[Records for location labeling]

***

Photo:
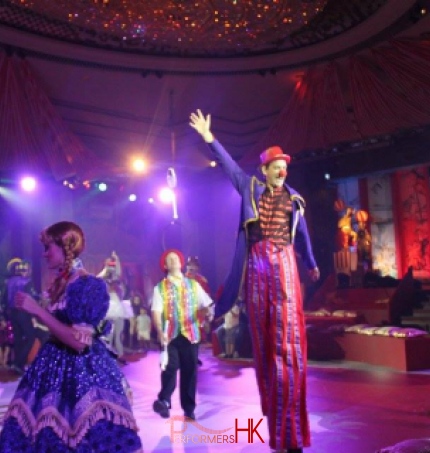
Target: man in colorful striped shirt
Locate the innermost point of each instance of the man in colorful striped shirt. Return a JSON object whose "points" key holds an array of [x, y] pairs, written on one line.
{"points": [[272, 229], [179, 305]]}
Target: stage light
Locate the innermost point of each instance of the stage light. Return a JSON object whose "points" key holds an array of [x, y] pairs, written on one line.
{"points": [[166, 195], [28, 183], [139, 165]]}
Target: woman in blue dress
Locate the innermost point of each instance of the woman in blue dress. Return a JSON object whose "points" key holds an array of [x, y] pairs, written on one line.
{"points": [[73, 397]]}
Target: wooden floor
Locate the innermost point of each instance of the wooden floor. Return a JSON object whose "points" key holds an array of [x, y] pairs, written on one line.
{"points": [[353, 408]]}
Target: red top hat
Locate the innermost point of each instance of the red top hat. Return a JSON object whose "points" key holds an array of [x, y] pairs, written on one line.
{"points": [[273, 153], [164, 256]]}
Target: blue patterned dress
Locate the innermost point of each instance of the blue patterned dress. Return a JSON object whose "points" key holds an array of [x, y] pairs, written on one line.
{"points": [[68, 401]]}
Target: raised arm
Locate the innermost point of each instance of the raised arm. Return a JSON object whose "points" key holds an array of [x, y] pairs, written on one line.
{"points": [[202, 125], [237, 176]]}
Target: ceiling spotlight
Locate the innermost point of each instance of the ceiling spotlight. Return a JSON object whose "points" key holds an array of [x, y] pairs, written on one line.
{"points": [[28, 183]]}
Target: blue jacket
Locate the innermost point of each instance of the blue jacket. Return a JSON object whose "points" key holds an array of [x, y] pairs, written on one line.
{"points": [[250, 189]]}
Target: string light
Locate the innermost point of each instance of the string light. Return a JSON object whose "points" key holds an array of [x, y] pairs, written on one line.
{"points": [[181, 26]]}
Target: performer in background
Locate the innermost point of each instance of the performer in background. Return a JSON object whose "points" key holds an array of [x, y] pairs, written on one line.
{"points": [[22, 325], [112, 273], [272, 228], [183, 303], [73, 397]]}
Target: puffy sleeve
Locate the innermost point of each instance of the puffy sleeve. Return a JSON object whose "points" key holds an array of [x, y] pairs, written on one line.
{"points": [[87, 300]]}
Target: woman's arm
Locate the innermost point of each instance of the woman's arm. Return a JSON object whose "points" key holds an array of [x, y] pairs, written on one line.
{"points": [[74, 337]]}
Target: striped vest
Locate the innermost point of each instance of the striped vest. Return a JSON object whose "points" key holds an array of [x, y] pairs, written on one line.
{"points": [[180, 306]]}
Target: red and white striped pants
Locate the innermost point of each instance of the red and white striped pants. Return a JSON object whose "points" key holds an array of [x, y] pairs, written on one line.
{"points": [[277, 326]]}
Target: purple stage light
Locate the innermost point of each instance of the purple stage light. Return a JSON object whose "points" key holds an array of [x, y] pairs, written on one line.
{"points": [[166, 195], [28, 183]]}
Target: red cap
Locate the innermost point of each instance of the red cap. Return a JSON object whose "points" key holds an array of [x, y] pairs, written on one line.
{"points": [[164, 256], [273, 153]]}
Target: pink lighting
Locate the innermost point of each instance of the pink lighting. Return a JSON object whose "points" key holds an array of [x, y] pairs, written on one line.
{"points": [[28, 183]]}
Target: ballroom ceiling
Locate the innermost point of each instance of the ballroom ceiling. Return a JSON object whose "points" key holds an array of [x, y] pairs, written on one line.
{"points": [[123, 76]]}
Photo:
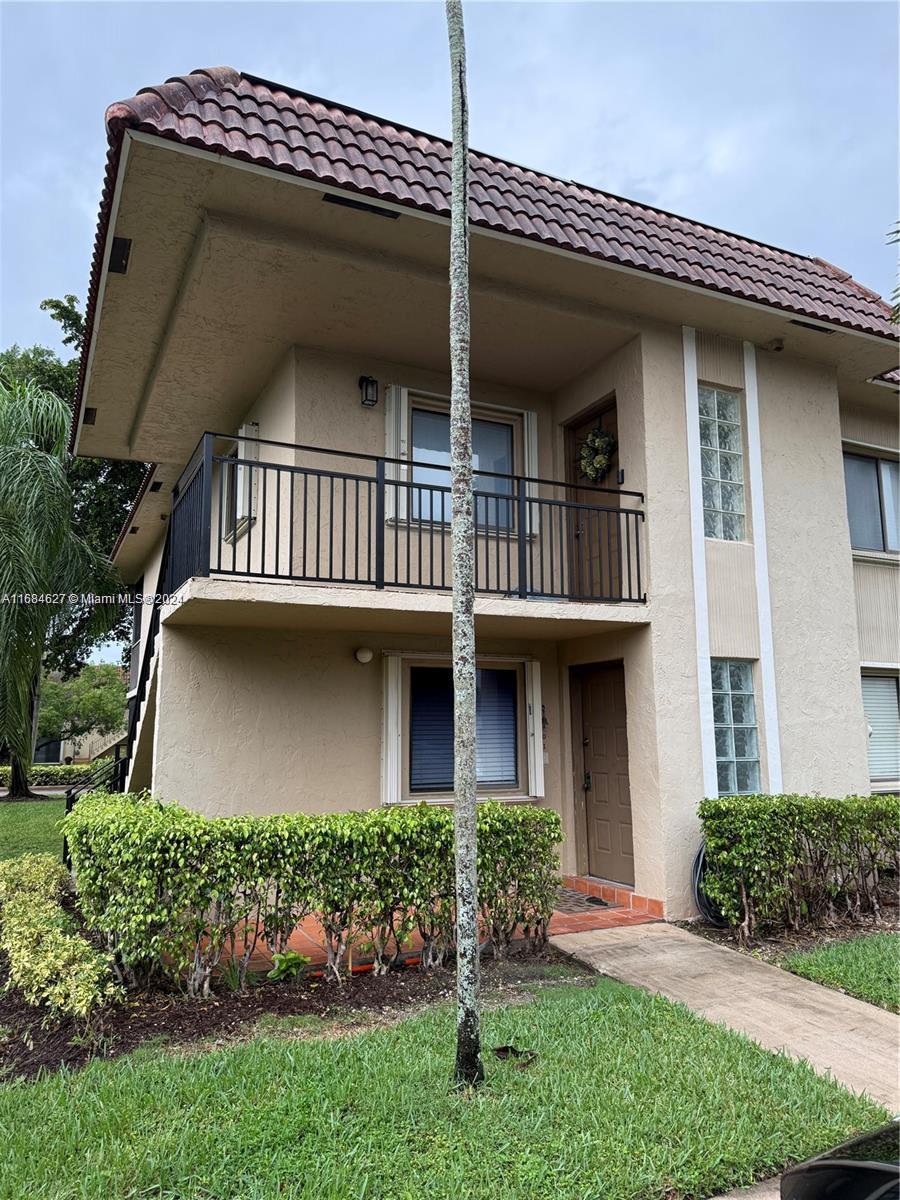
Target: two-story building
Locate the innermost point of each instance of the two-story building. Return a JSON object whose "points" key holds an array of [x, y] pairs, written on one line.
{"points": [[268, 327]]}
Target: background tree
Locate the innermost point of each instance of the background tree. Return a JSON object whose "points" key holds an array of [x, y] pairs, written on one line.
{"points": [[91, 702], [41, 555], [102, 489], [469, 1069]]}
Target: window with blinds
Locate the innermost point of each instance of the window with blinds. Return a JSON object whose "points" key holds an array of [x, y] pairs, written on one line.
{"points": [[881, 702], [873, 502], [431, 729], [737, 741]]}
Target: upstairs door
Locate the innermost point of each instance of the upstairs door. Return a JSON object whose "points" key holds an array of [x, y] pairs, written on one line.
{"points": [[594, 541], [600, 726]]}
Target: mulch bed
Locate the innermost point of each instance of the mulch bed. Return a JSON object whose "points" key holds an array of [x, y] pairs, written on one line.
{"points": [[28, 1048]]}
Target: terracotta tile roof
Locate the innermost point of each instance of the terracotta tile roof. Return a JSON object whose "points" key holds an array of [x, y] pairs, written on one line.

***

§ **Direction**: Return all of the lines above word for word, omitting the pictures.

§ **Full output**:
Photo:
Target: man in colorful striped shirt
Locate the innermost point of each instance of the man in colorful striped shirt. Return a JSON object whose "points" key holds an array of [x, y] pairs, written on one line.
{"points": [[272, 229], [179, 305]]}
Target: stage light
Locate the innermost point of each instance of the stage light. Return a JSON object whose "points" key holds an array of [x, y] pairs, written on one line.
{"points": [[166, 195], [28, 183], [139, 165]]}
Target: woman in blue dress
Locate the innermost point of each instance of the woman in blue dress. Return a JSON object whose "points" key holds an array of [x, y] pairs, written on one line.
{"points": [[73, 397]]}
Target: wooden floor
Locate the innermost point of each instance of the wooden floor. Return a JSON object whose "points" key holds an array of [x, y] pairs, written on one line.
{"points": [[353, 408]]}
Target: red top hat
Locate the innermost point of each instance of the red top hat. Return a JSON object whose "points" key holds an array of [x, y] pairs, written on one line.
{"points": [[273, 153], [164, 256]]}
Target: blue patterned dress
Locate the innermost point of each instance of the blue patterned dress. Return a JSON object whose "points" key holds an array of [x, y] pairs, written on one line.
{"points": [[68, 401]]}
Target: raised arm
Locate the innermost point of each instance of the raised arm. Return a JSON object whose "points" key holds an array of [x, y] pairs, written on one line.
{"points": [[202, 125], [237, 176]]}
Target: ceiling spotlight
Locate the innermost point of each instance of the ceiling spotlight. Return a JSON object whose "points" key holds an array of [x, y] pairs, written on one line.
{"points": [[28, 183]]}
Target: blue jacket
Locate the innermost point of each instance of the blue jacket. Return a JSON object whose "points" key holds an array of [x, y] pairs, written on one line.
{"points": [[250, 189]]}
Target: string light
Locate the innermost point of each instance of the string light. Return a JSON object whose "points" key holds an array of [x, y] pairs, written on one line.
{"points": [[181, 26]]}
Target: performer in background
Locate the innermost point of each instance of the performer in background. Return a JSON object whose "points" key holds an array of [x, y] pairs, written on one line.
{"points": [[22, 325], [112, 273], [272, 228], [183, 303], [73, 397]]}
Target: puffy sleeve
Locate the innermost point of each instance of the puffy sleeve. Return a JSON object whose "points" key holds an array of [x, y] pairs, written on one line.
{"points": [[87, 300]]}
Target: woman's arm
Locate the innermost point of each instance of the woman's arm. Return a JSON object whose "points" key holds an array of [x, y] pairs, written on one line.
{"points": [[74, 337]]}
Target: striped vest
Locate the innermost point of each instance of the striped vest. Return a JSON object whose "points" key holds an array of [x, y] pairs, written on one line.
{"points": [[180, 306]]}
Target: red and white striped pants
Locate the innermost point of each instance of the red and white striped pants. Return a JSON object whose "points" key holds an array of [x, y] pairs, written on one line.
{"points": [[277, 326]]}
Target: purple stage light
Locate the innermost point of each instance of the purple stage light. Return a JSON object whose "points" key holds an array of [x, y] pairs, written on one line.
{"points": [[166, 195], [28, 183]]}
Target: red cap
Locate the innermost point of each instance of the red cap. Return a JSON object whose "points" key holds an array of [x, y] pairs, written on one line.
{"points": [[164, 256], [273, 153]]}
Target: pink lighting
Locate the innermost point of each instance of the pink lighting. Return a JSON object whose "points" key holds an array of [x, y] pairs, written on one line.
{"points": [[28, 183]]}
Target: ballroom ceiling
Locate the innermost point of each instance of the ballroom ceiling. Return a JSON object whose "points" key holds an array of [x, y] pairs, written on one line.
{"points": [[123, 76]]}
Photo:
Target: two-story building
Locate the innermost point of each instance of the two-story building. Return a JSON object whose "points" key holds an array of [x, y] pairs, written on one line.
{"points": [[268, 327]]}
Target: background tree
Locate the innermost point of each instance of the background tree. Return a JSON object whose "points" key holds an array of [x, y] pairs, written on one line.
{"points": [[91, 702], [41, 555], [102, 489], [469, 1069]]}
Target: window with blinds
Locate the innermost point of each instance of the window with blinds. Return a JSON object whose "points" key holds an array of [x, y] pairs, written on one line.
{"points": [[881, 702], [873, 502], [431, 729], [737, 741]]}
Target: upstairs door
Locate the innermost point of each instance of the upstairs door. Return a JSON object whose "points" key holds an array of [x, y] pairs, written on one line.
{"points": [[594, 541], [600, 726]]}
Target: mulch bed
Locate the innermost point of each instance of the mulch bed. Return a JSON object whose "points" key holds an array of [x, y] pairs, written on one line.
{"points": [[28, 1048]]}
Target: terracotta tile roof
Locate the innermost point of each instance of the terracotta tile roof. Return a JSON object whose "points" key holds an array of [x, y] pairs, written on one line.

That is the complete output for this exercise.